EXERCISE A:
From the text on surgery at Alamein, list the measures that the Consultant Surgeon GHQ MEF says were used routinely after operating.
EXERCISE B:
According to the text on surgery at Alamein, how many seriously wounded cases did the 1 NZ CCS handle in less than ten days?
EXERCISE C:
Rewrite the text on surgery at Alamein from "Further, in regard" up to and including "of abdominal injuries.", replacing "CCS" with "casualty clearing station".

::: SOURCE PASSAGE :::

The Consultant Surgeon 2 NZEF made the following observations with more particular reference to surgery at the MDS and farther back during the Battle of Alamein:

With the Light Sec. 1 CCS and 2 Surgical Team attached, 5 MDS was able to cope with the urgent cases, such as abdominals, satisfactorily. The CCS, with its Light Sec. detached, was not so fortunately placed, and though carrying out the work with great success … would have benefited by the attachment of two extra surgical teams.… Before the action the services of an extra surgeon, as well as those of the Consultant Surgeon, were made available, and an extra team was sent later after the battle from 2 NZ Gen. Hospital.

The blood transfusion service functioned perfectly, and blood seemed available to all units in very large quantities and was instrumental in both rendering many operations possible and saving many lives.…

page 398

The allocation of patients to the operating units functioned excellently, and the sorting out of cases for the CCS, by a Field Ambulance stationed between Hamman [Hammam] and Burg-el-Arab, was very efficiently done. The evacuation from the CCS area to the Base was also well-nigh perfect.…

The provision of air transport not only gave a better chance of survival to the very serious cases, but also allowed of their early evacuation from the CCS, so lightening the burden of nursing to the small staff of Sisters available. The rapidity of evacuation from the CCS area permitted of the handling of a very large number of seriously wounded in an incredibly short period of time. The 1 NZ CCS handled over 1300 seriously wounded cases in less than ten days, many of the cases being only a few hours in the CCS before transfer.

Further, in regard to abdominal cases:

Large numbers of these cases were operated on at the MDS and also at the CCS. There is no doubt that the most forward operating unit should give first preference to these cases after actual life-saving measures such as the control of haemorrhage. The results achieved after the Alamein battle I am sure warrant this preference.… I think that the battle of Alamein will be medically remembered as a triumph in the treatment of abdominal injuries.

In confirmation of this latter point, a report by the Consultant Surgeon GHQ MEF (Brigadier W. H. Ogilvie) stated:

Abdominals were treated almost exclusively by the Field Surgical Units, the surgeons of the CCSs and the surgical teams sent forward from Base Hospitals by the AIF and NZEF.… The results appear to have been better than in any previous campaign. This very satisfactory state of affairs is only partly due to the short lines of evacuation, for under such conditions many hopeless cases reach the operating centre alive; credit must also be given to the high standard of technical work among the forward surgeons, to the advanced sites in which they operated, often at some risk, to the provision of beds even at MDS, to the routine use of sulphadiazine, intravenous fluids and gastric suction after operating, and to the policy of retaining abdominal cases till they had established equilibrium.… The field surgical units did grand work and fully justified the foresight of those who planned them as the solution of the primary surgery of wounds in mechanised warfare.

::: DATASET RECORDS :::

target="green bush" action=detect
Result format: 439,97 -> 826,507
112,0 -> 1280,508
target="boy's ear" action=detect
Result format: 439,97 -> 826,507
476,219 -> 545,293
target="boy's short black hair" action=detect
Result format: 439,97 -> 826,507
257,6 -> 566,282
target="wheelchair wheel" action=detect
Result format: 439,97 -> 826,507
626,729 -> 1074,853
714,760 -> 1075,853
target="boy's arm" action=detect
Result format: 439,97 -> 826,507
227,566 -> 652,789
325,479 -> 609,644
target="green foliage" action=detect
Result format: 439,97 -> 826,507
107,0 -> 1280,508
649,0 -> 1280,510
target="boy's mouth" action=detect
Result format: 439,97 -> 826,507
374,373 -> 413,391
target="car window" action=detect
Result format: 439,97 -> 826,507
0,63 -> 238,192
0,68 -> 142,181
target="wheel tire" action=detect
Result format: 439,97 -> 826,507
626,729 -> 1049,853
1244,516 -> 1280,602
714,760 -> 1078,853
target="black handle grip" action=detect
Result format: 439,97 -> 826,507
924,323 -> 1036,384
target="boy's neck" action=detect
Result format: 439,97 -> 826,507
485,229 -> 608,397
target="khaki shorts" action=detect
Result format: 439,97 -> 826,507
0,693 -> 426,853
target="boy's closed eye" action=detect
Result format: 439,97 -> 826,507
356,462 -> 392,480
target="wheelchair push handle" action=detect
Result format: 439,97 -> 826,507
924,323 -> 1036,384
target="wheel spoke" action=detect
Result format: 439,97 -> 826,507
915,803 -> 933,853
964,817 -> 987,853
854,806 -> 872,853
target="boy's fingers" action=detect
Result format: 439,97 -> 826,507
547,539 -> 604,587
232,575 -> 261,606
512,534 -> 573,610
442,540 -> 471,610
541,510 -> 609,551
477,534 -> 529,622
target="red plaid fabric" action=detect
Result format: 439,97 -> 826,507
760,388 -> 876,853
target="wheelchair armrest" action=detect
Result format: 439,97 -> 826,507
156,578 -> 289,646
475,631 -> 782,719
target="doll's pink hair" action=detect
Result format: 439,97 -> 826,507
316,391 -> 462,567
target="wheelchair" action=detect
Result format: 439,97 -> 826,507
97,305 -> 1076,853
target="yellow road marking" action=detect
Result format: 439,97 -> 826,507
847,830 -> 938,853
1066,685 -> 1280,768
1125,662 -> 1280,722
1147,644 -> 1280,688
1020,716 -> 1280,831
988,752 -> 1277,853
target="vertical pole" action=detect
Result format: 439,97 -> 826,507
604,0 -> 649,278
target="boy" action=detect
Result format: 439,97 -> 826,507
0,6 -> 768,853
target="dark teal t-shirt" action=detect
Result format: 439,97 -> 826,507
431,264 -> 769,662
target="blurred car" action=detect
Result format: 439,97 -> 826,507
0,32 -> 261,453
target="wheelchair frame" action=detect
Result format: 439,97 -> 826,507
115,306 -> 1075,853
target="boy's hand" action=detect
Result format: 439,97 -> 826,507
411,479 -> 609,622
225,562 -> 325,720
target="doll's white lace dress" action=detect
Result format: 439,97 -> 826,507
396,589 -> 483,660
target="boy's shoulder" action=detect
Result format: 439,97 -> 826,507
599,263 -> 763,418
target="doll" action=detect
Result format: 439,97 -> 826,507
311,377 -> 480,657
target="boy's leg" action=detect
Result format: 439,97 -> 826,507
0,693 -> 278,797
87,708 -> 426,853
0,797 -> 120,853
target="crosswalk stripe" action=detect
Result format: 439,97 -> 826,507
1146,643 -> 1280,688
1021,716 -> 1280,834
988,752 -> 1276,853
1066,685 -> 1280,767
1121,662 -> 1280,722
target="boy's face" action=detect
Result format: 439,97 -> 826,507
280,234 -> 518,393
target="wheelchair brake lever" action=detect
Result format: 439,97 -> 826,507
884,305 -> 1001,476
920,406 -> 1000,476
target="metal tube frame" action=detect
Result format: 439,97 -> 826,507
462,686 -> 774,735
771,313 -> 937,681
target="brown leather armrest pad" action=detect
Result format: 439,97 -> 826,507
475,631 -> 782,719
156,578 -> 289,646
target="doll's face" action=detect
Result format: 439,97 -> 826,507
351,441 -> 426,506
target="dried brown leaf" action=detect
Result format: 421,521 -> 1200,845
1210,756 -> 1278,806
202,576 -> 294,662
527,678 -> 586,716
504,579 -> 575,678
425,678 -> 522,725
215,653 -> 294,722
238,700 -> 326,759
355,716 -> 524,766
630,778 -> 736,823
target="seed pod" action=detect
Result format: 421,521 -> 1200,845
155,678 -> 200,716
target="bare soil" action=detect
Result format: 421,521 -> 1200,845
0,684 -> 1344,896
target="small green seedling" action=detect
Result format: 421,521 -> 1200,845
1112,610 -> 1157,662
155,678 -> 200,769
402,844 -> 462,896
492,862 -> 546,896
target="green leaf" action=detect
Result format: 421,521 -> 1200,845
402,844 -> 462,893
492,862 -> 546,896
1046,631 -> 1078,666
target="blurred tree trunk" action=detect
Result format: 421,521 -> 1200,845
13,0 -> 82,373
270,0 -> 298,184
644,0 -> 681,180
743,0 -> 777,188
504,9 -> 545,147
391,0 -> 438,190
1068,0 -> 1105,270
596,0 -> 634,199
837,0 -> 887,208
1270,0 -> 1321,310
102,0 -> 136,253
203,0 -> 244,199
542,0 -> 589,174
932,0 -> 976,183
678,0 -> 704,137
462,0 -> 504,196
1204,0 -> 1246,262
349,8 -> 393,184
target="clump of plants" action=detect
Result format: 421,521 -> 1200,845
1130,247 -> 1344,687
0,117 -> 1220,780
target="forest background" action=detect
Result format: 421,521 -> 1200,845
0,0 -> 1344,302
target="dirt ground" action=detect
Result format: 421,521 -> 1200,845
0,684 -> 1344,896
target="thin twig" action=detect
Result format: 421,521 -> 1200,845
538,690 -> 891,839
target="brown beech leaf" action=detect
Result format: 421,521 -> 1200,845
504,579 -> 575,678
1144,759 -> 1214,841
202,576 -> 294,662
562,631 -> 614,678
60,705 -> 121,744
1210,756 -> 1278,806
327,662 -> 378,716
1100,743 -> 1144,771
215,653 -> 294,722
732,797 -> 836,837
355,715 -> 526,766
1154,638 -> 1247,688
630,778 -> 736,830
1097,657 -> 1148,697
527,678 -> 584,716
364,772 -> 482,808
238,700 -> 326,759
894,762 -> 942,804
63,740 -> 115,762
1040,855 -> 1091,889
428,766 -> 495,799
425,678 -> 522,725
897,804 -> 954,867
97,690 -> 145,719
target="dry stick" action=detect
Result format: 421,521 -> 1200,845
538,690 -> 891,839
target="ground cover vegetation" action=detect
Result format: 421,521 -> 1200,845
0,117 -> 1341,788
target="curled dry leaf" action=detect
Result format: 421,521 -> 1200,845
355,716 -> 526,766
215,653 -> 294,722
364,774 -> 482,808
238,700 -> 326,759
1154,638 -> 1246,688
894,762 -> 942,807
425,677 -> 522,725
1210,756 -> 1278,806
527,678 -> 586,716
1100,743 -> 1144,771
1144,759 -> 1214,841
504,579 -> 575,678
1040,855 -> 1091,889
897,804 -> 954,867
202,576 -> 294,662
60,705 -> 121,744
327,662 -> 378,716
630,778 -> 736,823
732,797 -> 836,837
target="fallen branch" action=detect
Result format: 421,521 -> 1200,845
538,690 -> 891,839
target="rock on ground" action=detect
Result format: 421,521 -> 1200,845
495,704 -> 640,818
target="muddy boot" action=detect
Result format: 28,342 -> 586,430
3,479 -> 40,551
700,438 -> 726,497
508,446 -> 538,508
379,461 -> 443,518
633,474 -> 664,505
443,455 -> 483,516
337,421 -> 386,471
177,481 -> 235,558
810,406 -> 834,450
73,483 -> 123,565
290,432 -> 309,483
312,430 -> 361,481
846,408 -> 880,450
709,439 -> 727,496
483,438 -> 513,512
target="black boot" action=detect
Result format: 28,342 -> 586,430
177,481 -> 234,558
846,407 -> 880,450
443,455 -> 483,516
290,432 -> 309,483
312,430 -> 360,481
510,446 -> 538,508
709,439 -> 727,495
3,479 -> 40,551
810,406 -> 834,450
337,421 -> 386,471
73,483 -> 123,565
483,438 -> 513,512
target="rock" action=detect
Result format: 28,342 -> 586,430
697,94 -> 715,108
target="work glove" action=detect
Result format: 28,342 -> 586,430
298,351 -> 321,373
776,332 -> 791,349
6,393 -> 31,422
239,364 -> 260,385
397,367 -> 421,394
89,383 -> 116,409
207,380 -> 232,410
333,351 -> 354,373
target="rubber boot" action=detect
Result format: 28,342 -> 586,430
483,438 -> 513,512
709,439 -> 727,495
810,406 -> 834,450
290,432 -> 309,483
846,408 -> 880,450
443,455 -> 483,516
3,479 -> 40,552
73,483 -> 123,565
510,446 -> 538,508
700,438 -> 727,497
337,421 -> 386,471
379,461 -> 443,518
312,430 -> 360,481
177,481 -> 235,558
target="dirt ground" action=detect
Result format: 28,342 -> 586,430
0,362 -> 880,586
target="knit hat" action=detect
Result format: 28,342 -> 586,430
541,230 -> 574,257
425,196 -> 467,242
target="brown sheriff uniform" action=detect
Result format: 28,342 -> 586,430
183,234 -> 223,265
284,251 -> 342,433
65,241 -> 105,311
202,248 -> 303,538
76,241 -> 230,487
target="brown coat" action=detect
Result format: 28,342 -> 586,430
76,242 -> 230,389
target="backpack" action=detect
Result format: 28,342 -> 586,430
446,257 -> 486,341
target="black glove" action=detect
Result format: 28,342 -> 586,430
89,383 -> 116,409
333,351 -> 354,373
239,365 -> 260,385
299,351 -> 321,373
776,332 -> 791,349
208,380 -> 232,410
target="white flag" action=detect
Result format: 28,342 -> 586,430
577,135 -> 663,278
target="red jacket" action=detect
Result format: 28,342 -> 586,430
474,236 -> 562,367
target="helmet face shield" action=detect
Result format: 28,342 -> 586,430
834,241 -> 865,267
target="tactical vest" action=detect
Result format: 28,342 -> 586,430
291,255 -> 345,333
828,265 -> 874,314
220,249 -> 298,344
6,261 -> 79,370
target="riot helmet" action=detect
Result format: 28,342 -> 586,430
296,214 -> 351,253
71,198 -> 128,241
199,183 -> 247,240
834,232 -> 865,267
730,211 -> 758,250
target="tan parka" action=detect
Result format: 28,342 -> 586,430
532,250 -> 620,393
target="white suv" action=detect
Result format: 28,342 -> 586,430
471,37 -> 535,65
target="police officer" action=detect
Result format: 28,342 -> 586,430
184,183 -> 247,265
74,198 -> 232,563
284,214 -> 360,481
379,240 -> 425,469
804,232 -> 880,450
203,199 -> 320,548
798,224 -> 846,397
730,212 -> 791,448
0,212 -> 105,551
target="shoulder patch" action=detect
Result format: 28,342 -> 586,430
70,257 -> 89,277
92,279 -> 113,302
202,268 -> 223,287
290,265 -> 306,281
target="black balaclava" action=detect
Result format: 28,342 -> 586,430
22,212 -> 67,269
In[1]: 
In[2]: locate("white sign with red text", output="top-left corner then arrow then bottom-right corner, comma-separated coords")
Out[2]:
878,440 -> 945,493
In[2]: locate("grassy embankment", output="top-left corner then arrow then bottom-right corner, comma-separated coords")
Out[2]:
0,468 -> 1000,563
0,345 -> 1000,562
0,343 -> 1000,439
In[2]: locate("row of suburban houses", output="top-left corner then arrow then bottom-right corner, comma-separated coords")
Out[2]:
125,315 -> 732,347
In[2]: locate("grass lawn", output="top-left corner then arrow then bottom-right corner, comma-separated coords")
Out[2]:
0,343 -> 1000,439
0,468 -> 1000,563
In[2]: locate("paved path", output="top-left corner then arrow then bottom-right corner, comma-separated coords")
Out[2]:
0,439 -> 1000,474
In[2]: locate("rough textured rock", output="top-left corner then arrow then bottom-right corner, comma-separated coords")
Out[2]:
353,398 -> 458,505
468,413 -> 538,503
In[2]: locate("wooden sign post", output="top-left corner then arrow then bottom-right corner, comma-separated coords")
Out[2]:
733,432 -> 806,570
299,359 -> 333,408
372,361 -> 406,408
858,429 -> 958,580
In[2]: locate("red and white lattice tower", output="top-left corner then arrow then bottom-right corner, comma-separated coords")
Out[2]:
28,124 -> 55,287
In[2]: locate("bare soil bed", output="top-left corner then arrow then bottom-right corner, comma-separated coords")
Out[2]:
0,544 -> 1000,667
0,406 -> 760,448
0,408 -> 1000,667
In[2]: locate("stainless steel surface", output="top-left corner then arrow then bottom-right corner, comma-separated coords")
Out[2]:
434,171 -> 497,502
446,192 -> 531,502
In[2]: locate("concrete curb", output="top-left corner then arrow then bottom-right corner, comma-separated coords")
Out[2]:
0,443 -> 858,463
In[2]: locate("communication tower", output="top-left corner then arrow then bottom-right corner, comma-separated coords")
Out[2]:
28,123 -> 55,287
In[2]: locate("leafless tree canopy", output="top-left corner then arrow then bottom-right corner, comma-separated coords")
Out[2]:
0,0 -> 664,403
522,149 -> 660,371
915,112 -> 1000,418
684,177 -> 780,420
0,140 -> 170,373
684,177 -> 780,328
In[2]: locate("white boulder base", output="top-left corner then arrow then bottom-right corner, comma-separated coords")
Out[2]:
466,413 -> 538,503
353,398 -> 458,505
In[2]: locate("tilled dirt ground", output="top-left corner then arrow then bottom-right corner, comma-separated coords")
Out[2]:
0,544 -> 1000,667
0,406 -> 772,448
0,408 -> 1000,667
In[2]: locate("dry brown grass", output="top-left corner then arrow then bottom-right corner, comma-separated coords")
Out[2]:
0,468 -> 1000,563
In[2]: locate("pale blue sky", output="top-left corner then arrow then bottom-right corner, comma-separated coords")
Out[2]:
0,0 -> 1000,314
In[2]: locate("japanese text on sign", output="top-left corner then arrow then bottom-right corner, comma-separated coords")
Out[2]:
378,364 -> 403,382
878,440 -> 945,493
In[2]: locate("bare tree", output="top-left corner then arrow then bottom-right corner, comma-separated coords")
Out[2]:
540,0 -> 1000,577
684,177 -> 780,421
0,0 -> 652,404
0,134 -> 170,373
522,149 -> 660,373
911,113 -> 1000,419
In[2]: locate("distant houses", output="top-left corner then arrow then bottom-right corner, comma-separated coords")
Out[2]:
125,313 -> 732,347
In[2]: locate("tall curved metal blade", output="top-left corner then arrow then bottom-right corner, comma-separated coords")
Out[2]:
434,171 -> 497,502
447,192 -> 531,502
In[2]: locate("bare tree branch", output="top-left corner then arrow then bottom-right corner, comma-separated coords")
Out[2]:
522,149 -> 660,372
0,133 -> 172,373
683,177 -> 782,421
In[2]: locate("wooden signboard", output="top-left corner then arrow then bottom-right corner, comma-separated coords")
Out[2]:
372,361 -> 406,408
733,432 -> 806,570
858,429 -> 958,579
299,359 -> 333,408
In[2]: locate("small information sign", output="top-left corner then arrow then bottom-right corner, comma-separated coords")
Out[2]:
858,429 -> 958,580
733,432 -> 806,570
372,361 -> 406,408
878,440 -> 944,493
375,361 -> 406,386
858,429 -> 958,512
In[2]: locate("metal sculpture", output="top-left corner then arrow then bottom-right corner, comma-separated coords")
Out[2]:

:::

YOUR SOLUTION A:
- Sulphadiazine
- Intravenous fluids
- Gastric suction

YOUR SOLUTION B:
Over 1300.

YOUR SOLUTION C:
Further, in regard to abdominal cases:

Large numbers of these cases were operated on at the MDS and also at the casualty clearing station. There is no doubt that the most forward operating unit should give first preference to these cases after actual life-saving measures such as the control of haemorrhage. The results achieved after the Alamein battle I am sure warrant this preference.… I think that the battle of Alamein will be medically remembered as a triumph in the treatment of abdominal injuries.